- **EXERCISE INSTRUCTIONS**: Swap every "instance" in the records below for "occurrence" and reproduce them with nothing else changed. Leave the pictures out of the answer.

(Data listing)
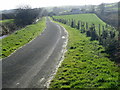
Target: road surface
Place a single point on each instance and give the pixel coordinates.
(33, 65)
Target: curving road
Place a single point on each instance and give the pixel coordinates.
(33, 65)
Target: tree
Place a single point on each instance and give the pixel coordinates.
(78, 25)
(25, 15)
(102, 8)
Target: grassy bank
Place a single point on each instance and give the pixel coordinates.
(21, 37)
(85, 64)
(7, 21)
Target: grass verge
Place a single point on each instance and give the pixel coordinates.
(85, 65)
(21, 37)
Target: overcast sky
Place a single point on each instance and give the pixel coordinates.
(12, 4)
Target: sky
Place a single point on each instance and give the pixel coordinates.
(12, 4)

- **TASK ANSWER**:
Target: road surface
Place a single point on each occurrence and give the pixel coordinates.
(33, 65)
Target: curving road
Place a single point on each occurrence and give the pixel coordinates.
(33, 65)
Target: tree
Place a single point on each occurrence and give the pixel coordinates.
(78, 25)
(25, 15)
(102, 8)
Target: grassy bank
Place a single point on each occurrence and give the pixel coordinates.
(21, 37)
(85, 64)
(7, 21)
Target: grass verge
Place a single point on each occurrence and give the pixel coordinates.
(85, 65)
(21, 37)
Target: overcast sky
Place a single point on each occurrence and give the pixel coordinates.
(12, 4)
Target: sky
Place a single point on each occurrence and give the pixel coordinates.
(12, 4)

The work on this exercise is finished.